%%

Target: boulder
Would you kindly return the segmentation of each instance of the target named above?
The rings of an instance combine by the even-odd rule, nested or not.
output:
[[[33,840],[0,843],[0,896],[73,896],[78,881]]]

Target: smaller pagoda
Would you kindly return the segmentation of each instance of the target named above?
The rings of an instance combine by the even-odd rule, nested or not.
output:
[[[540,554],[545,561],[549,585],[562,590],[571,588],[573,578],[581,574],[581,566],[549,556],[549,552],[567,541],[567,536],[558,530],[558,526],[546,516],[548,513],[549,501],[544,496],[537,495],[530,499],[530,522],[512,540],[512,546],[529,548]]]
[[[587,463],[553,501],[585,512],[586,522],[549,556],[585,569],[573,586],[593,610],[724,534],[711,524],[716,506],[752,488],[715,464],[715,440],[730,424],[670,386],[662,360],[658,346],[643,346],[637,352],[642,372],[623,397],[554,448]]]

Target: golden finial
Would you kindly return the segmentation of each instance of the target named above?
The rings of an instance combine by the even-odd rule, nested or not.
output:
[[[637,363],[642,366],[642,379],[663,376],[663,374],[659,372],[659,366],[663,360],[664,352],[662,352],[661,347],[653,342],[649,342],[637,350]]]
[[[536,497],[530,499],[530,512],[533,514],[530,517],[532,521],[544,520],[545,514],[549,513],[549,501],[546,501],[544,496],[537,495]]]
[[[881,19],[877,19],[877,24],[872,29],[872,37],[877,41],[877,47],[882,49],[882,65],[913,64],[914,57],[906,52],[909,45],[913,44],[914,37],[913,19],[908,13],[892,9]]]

%%

Convert every line of the records above into a Markdown table with the columns Number and Entry, numbering the rows in order and leaving out blank lines.

* CORRECT RESPONSE:
| Number | Entry |
|---|---|
| 1 | Target: boulder |
| 2 | Would you kindly return the segmentation of each instance of the target named above? |
| 3 | The rings of an instance combine by the even-odd rule, nested or not. |
| 4 | output: |
| 5 | [[[33,840],[0,843],[0,896],[73,896],[78,881]]] |
| 6 | Target: smaller pagoda |
| 7 | Would you kindly return the segmentation of each instance of the target named above? |
| 8 | The rings of an instance combine by the even-odd rule, nested or not. |
| 9 | output: |
| 10 | [[[540,554],[545,561],[549,585],[562,590],[571,588],[573,578],[581,574],[581,566],[549,556],[549,552],[567,541],[567,536],[558,530],[558,526],[546,516],[548,513],[549,501],[544,496],[537,495],[530,499],[530,522],[512,540],[512,546],[529,548]]] |
| 11 | [[[587,463],[553,501],[585,512],[586,522],[549,556],[585,569],[573,586],[593,610],[724,534],[711,524],[716,506],[752,488],[715,464],[715,440],[730,424],[670,386],[662,360],[658,346],[643,346],[637,352],[642,372],[623,397],[554,448]]] |
| 12 | Target: golden finial |
| 13 | Would you kindly return the segmentation of each instance of the target named above? |
| 14 | The rings of an instance combine by the even-odd rule, nested or not. |
| 15 | output: |
| 16 | [[[637,363],[642,366],[642,379],[663,376],[663,374],[659,372],[659,366],[663,360],[664,352],[662,352],[661,347],[653,342],[649,342],[637,350]]] |
| 17 | [[[536,497],[530,499],[530,512],[533,514],[530,517],[532,521],[544,520],[545,514],[549,513],[549,501],[546,501],[544,496],[537,495]]] |
| 18 | [[[881,19],[877,19],[877,24],[872,29],[872,37],[877,41],[877,47],[882,49],[882,65],[913,64],[914,57],[906,52],[909,45],[913,44],[914,37],[913,19],[908,13],[892,9]]] |